## Begin Data

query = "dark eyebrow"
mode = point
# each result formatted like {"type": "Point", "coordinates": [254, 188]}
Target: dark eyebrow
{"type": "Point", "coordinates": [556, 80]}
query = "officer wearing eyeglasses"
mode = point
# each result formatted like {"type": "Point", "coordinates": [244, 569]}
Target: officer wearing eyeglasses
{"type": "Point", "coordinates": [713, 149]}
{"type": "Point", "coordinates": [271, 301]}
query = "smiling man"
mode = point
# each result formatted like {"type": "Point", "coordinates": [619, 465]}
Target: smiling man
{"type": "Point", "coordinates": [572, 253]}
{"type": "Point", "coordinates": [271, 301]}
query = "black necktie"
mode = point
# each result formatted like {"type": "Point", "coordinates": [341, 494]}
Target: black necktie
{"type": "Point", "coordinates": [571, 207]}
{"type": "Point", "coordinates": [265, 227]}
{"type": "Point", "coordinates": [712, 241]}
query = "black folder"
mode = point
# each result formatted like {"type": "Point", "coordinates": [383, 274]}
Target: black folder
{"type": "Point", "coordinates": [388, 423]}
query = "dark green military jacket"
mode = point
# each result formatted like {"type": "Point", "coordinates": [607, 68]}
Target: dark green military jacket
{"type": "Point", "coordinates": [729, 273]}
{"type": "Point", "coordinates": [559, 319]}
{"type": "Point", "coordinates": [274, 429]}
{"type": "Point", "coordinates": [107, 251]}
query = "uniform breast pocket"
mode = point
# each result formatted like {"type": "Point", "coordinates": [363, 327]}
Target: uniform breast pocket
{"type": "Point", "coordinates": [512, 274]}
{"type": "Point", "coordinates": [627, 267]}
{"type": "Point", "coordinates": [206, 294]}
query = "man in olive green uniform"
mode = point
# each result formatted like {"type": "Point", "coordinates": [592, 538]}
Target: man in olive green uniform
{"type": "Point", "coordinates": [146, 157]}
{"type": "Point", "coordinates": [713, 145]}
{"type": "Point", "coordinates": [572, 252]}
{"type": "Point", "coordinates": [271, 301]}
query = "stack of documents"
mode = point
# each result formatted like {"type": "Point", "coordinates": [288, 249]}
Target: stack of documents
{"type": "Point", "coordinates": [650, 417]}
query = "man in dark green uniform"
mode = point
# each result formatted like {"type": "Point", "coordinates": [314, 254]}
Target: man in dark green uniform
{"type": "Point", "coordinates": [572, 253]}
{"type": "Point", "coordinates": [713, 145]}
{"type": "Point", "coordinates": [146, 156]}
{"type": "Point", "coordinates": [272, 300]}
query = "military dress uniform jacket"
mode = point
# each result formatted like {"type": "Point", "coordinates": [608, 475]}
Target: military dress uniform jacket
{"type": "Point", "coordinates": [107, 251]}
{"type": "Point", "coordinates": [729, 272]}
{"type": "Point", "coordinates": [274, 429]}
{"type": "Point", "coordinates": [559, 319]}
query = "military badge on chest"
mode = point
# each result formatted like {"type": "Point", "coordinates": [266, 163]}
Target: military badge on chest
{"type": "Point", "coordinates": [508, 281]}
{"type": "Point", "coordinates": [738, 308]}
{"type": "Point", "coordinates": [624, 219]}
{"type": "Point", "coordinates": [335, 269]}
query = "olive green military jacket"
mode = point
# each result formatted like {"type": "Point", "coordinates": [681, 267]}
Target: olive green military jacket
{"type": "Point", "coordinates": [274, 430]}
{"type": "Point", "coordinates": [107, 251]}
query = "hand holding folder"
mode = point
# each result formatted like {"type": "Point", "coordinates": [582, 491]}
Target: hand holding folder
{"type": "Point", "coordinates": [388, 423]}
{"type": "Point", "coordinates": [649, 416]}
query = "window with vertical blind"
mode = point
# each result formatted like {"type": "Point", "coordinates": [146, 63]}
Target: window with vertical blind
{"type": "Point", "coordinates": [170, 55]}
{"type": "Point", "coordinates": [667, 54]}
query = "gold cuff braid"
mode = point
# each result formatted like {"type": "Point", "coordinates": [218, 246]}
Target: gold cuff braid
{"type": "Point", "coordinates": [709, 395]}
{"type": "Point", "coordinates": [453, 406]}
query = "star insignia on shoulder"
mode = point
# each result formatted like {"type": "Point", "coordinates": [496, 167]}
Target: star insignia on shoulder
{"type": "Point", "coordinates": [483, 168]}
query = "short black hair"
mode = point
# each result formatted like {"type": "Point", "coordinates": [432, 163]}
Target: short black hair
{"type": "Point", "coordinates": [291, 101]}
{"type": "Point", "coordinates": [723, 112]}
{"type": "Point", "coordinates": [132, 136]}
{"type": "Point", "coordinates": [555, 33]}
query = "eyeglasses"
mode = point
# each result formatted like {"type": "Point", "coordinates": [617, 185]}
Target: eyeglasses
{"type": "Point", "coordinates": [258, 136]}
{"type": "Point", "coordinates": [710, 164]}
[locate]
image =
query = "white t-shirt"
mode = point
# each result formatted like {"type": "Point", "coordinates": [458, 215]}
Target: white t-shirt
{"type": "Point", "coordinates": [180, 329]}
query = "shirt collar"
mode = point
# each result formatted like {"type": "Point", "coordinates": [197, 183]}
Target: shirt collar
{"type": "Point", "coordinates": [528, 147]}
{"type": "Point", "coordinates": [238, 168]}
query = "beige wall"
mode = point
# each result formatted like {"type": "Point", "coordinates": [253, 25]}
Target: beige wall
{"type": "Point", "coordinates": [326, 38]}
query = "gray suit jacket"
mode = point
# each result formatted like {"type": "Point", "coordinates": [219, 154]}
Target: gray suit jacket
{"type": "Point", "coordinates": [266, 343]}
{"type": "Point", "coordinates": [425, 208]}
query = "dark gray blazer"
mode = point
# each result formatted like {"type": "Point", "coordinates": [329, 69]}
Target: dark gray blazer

## End Data

Written problem | Exactly as written above, please repeat the entries.

Written solution |
query = "dark eyebrow"
mode = point
# each result formatted like {"type": "Point", "coordinates": [254, 188]}
Target: dark eyebrow
{"type": "Point", "coordinates": [556, 80]}
query = "officer wearing eyeglasses"
mode = point
# each result formatted like {"type": "Point", "coordinates": [244, 569]}
Target: officer wearing eyeglasses
{"type": "Point", "coordinates": [713, 149]}
{"type": "Point", "coordinates": [271, 301]}
query = "smiling man"
mode = point
# each result formatted like {"type": "Point", "coordinates": [619, 465]}
Target: smiling man
{"type": "Point", "coordinates": [572, 253]}
{"type": "Point", "coordinates": [271, 301]}
query = "black necktie"
mode = point
# each result formatted like {"type": "Point", "coordinates": [341, 494]}
Target: black necktie
{"type": "Point", "coordinates": [571, 207]}
{"type": "Point", "coordinates": [265, 227]}
{"type": "Point", "coordinates": [712, 241]}
query = "black folder"
mode = point
# each result formatted like {"type": "Point", "coordinates": [383, 274]}
Target: black folder
{"type": "Point", "coordinates": [388, 423]}
query = "dark green military jacket"
mode = point
# each result formatted like {"type": "Point", "coordinates": [607, 68]}
Target: dark green military jacket
{"type": "Point", "coordinates": [729, 273]}
{"type": "Point", "coordinates": [559, 319]}
{"type": "Point", "coordinates": [274, 429]}
{"type": "Point", "coordinates": [107, 251]}
query = "uniform breast pocket"
mode = point
# each result formatted like {"type": "Point", "coordinates": [363, 327]}
Target: uniform breast pocket
{"type": "Point", "coordinates": [512, 274]}
{"type": "Point", "coordinates": [627, 267]}
{"type": "Point", "coordinates": [206, 294]}
query = "man in olive green uniform"
mode = point
# each result formatted like {"type": "Point", "coordinates": [592, 538]}
Target: man in olive green uniform
{"type": "Point", "coordinates": [146, 157]}
{"type": "Point", "coordinates": [713, 145]}
{"type": "Point", "coordinates": [572, 252]}
{"type": "Point", "coordinates": [271, 301]}
query = "stack of documents"
mode = point
# each result formatted like {"type": "Point", "coordinates": [288, 249]}
Target: stack of documents
{"type": "Point", "coordinates": [650, 417]}
query = "man in dark green uniform"
mode = point
# each result formatted like {"type": "Point", "coordinates": [314, 254]}
Target: man in dark green uniform
{"type": "Point", "coordinates": [572, 253]}
{"type": "Point", "coordinates": [713, 145]}
{"type": "Point", "coordinates": [146, 156]}
{"type": "Point", "coordinates": [272, 300]}
query = "military dress uniform jacket"
mode = point
# each result formatted like {"type": "Point", "coordinates": [608, 475]}
Target: military dress uniform jacket
{"type": "Point", "coordinates": [107, 251]}
{"type": "Point", "coordinates": [729, 272]}
{"type": "Point", "coordinates": [274, 429]}
{"type": "Point", "coordinates": [559, 319]}
query = "military badge on chest"
mode = point
# each result formatted like {"type": "Point", "coordinates": [266, 163]}
Target: military badge on chest
{"type": "Point", "coordinates": [508, 281]}
{"type": "Point", "coordinates": [738, 308]}
{"type": "Point", "coordinates": [624, 219]}
{"type": "Point", "coordinates": [335, 269]}
query = "olive green military jacket"
mode = point
# each result formatted like {"type": "Point", "coordinates": [681, 267]}
Target: olive green military jacket
{"type": "Point", "coordinates": [274, 430]}
{"type": "Point", "coordinates": [107, 251]}
query = "hand holding folder"
mode = point
# each result formatted like {"type": "Point", "coordinates": [582, 491]}
Target: hand holding folder
{"type": "Point", "coordinates": [388, 423]}
{"type": "Point", "coordinates": [649, 416]}
query = "window with vertical blind"
mode = point
# each result formatted like {"type": "Point", "coordinates": [146, 63]}
Target: window with vertical blind
{"type": "Point", "coordinates": [170, 55]}
{"type": "Point", "coordinates": [667, 54]}
query = "gold cuff braid"
mode = point
# each result formatted like {"type": "Point", "coordinates": [218, 246]}
Target: gold cuff braid
{"type": "Point", "coordinates": [709, 395]}
{"type": "Point", "coordinates": [453, 406]}
query = "star insignia on shoulder"
mode = point
# each result formatted like {"type": "Point", "coordinates": [496, 167]}
Target: star insignia on shoulder
{"type": "Point", "coordinates": [483, 168]}
query = "short black hair"
mode = point
# each result formatted like {"type": "Point", "coordinates": [432, 163]}
Target: short black hair
{"type": "Point", "coordinates": [291, 101]}
{"type": "Point", "coordinates": [723, 112]}
{"type": "Point", "coordinates": [132, 136]}
{"type": "Point", "coordinates": [555, 33]}
query = "eyeglasses"
mode = point
# each result formatted like {"type": "Point", "coordinates": [617, 185]}
Target: eyeglasses
{"type": "Point", "coordinates": [258, 136]}
{"type": "Point", "coordinates": [710, 164]}
[locate]
image =
query = "white t-shirt"
mode = point
# each result formatted like {"type": "Point", "coordinates": [458, 215]}
Target: white t-shirt
{"type": "Point", "coordinates": [180, 329]}
query = "shirt collar"
mode = point
# each result formatted like {"type": "Point", "coordinates": [197, 183]}
Target: shirt collar
{"type": "Point", "coordinates": [528, 147]}
{"type": "Point", "coordinates": [238, 168]}
query = "beige wall"
mode = point
# each result formatted like {"type": "Point", "coordinates": [253, 25]}
Target: beige wall
{"type": "Point", "coordinates": [326, 38]}
query = "gray suit jacket"
mode = point
# each result formatted like {"type": "Point", "coordinates": [219, 154]}
Target: gray suit jacket
{"type": "Point", "coordinates": [266, 343]}
{"type": "Point", "coordinates": [425, 208]}
query = "dark gray blazer"
mode = point
# each result formatted like {"type": "Point", "coordinates": [329, 69]}
Target: dark gray blazer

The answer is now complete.